**GIVEN RECORDS**.
[Start of Attachment]
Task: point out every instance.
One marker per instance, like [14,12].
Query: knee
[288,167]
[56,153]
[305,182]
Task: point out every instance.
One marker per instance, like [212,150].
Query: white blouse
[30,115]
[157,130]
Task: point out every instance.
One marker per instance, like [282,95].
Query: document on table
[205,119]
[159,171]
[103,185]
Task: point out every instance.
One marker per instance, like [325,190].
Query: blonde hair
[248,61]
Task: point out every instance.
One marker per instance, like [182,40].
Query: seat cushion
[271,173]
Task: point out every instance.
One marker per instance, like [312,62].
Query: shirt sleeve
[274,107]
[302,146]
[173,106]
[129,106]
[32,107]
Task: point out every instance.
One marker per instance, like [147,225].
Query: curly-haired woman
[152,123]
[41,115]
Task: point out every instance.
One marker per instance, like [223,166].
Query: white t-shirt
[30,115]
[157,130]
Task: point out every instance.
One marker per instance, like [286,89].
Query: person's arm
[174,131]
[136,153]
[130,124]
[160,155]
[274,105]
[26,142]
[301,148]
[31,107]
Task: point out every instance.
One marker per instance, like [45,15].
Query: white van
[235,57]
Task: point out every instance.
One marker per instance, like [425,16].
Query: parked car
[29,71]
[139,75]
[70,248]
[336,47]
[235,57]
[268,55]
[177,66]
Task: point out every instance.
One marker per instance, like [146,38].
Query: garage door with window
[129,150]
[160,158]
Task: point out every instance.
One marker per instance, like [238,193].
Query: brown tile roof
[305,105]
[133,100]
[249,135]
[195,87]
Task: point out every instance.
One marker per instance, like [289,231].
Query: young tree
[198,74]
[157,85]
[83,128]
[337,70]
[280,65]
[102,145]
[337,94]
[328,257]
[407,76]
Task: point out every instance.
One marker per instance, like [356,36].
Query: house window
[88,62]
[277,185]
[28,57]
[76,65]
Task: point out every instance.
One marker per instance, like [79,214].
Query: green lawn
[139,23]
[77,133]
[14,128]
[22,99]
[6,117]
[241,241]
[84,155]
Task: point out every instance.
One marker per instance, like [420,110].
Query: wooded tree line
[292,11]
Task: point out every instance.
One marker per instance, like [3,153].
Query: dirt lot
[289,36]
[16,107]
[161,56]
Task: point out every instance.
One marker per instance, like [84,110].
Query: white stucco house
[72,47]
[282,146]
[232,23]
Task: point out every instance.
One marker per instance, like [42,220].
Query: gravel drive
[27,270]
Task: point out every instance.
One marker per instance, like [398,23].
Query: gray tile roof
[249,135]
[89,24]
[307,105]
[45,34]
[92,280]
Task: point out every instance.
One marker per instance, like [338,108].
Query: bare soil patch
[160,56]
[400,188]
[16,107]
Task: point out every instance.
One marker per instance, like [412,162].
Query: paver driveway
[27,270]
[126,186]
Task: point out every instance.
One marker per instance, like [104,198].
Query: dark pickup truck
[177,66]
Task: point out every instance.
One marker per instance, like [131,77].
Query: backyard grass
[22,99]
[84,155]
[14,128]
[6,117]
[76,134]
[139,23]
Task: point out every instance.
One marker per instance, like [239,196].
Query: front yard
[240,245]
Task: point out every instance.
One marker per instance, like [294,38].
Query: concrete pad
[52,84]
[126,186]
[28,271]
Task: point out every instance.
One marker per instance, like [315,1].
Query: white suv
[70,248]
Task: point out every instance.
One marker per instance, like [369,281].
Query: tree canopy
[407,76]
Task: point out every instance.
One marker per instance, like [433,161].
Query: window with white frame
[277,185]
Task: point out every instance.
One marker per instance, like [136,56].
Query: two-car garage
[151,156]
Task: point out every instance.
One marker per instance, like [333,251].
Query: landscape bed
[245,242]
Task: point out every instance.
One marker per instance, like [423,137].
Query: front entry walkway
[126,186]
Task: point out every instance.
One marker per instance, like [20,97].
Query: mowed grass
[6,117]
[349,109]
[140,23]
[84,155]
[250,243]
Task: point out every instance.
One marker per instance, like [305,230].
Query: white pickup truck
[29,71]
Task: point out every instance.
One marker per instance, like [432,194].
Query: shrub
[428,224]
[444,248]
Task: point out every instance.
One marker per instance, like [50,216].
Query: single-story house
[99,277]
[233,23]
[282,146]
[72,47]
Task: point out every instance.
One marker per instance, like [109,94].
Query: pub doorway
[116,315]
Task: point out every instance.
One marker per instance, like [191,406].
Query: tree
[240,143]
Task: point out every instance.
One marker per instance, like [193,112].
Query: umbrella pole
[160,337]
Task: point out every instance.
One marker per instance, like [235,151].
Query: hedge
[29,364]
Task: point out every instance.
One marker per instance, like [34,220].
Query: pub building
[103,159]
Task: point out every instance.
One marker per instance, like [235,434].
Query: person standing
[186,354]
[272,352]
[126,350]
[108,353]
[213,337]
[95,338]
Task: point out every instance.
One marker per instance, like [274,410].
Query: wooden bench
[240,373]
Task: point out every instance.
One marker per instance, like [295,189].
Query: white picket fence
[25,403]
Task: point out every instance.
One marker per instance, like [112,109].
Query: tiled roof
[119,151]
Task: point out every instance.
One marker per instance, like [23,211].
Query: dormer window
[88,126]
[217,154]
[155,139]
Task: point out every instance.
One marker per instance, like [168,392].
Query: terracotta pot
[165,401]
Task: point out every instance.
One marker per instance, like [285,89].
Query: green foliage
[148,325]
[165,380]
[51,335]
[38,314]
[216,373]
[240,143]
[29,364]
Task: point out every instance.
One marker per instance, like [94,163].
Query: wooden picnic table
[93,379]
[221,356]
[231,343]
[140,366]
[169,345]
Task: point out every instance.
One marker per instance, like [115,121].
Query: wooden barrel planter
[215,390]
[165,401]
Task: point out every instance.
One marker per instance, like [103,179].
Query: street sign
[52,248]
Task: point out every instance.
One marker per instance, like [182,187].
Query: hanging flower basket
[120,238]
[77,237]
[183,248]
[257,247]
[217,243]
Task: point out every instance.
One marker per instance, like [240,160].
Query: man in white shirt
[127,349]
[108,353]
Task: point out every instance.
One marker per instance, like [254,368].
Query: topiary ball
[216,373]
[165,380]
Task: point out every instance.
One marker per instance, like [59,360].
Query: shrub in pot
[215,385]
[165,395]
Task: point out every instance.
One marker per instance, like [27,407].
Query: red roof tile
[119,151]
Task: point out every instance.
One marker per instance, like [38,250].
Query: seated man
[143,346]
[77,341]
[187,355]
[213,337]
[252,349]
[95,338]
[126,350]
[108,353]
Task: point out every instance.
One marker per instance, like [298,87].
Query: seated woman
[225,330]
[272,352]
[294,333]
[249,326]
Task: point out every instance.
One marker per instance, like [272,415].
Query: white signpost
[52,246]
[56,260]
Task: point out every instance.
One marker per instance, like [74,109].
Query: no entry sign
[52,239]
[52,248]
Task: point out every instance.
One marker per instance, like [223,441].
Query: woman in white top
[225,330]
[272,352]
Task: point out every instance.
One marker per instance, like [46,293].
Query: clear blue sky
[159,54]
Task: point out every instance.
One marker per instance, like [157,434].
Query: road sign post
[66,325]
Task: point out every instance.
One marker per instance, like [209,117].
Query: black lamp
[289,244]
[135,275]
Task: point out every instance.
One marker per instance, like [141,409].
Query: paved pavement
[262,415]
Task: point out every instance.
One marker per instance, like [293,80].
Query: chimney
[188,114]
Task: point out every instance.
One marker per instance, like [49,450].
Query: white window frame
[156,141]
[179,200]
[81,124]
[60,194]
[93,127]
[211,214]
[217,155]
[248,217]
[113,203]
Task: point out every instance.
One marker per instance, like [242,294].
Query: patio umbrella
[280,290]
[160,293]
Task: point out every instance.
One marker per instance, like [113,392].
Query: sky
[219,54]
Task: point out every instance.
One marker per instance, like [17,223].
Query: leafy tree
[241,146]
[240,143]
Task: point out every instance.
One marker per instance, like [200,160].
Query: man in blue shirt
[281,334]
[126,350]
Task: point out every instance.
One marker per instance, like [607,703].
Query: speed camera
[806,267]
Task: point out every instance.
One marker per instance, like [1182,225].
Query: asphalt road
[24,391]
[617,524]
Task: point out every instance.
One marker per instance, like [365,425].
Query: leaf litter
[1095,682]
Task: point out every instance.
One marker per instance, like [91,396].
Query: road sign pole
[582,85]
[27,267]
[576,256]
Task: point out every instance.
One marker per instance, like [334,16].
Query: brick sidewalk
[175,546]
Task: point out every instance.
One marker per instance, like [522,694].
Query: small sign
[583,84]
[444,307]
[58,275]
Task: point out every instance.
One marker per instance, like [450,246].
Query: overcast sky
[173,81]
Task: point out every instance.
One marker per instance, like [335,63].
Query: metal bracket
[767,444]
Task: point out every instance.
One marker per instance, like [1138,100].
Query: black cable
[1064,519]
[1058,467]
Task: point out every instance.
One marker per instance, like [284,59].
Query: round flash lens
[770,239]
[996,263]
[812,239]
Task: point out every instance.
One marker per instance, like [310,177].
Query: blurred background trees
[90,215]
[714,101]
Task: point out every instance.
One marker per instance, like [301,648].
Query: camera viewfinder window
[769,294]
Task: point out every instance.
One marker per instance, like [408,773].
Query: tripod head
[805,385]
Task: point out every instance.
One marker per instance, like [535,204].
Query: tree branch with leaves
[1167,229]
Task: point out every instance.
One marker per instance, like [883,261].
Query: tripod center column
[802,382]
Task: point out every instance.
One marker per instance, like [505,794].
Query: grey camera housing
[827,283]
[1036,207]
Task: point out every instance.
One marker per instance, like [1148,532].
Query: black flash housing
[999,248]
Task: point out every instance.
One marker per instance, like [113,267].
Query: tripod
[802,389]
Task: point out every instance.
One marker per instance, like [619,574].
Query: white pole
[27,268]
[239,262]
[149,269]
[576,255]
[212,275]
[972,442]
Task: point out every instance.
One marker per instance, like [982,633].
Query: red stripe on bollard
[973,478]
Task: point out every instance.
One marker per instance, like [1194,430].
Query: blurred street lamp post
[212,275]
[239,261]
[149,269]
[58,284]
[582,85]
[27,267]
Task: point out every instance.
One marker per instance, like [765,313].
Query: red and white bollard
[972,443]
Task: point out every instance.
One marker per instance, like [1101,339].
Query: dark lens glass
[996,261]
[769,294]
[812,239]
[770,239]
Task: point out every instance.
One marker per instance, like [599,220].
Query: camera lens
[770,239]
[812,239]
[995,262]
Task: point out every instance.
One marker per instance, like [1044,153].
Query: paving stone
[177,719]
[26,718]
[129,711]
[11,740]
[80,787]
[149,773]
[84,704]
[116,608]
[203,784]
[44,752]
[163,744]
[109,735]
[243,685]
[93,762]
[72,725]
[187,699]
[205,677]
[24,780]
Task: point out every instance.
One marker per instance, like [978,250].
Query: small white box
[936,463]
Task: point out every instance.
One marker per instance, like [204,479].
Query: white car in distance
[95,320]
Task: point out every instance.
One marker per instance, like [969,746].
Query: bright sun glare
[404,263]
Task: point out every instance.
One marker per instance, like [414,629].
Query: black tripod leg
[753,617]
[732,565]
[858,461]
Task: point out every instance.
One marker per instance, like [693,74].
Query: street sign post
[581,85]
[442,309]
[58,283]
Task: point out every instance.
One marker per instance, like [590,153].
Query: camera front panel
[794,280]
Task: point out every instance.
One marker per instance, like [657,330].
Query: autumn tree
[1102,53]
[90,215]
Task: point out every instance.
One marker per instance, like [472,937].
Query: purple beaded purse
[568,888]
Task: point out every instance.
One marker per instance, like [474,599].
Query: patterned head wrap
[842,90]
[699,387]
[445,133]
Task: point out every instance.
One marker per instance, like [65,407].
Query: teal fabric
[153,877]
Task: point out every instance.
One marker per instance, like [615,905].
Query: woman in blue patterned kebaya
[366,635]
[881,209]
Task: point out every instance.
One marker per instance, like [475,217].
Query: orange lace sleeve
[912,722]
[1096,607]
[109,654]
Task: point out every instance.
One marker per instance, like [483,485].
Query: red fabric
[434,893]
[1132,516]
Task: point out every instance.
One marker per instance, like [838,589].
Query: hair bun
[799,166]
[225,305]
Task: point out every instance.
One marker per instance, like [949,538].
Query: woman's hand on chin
[End of Attachment]
**WORK REQUIRED**.
As the answer, set down only the lines from the data above between the one holding "One marker per instance, like [1194,430]." and the one holding "One marker per instance, like [1101,339].", inclusive, exactly as they read.

**EXPECTED OUTPUT**.
One marker per instance, like [1194,430].
Query: blurred street lamp post
[212,275]
[239,261]
[149,269]
[58,284]
[582,85]
[27,267]
Task: point out every instance.
One marker per instance, like [765,313].
Query: red and white bollard
[972,443]
Task: point out every instance.
One marker per instance, like [1101,339].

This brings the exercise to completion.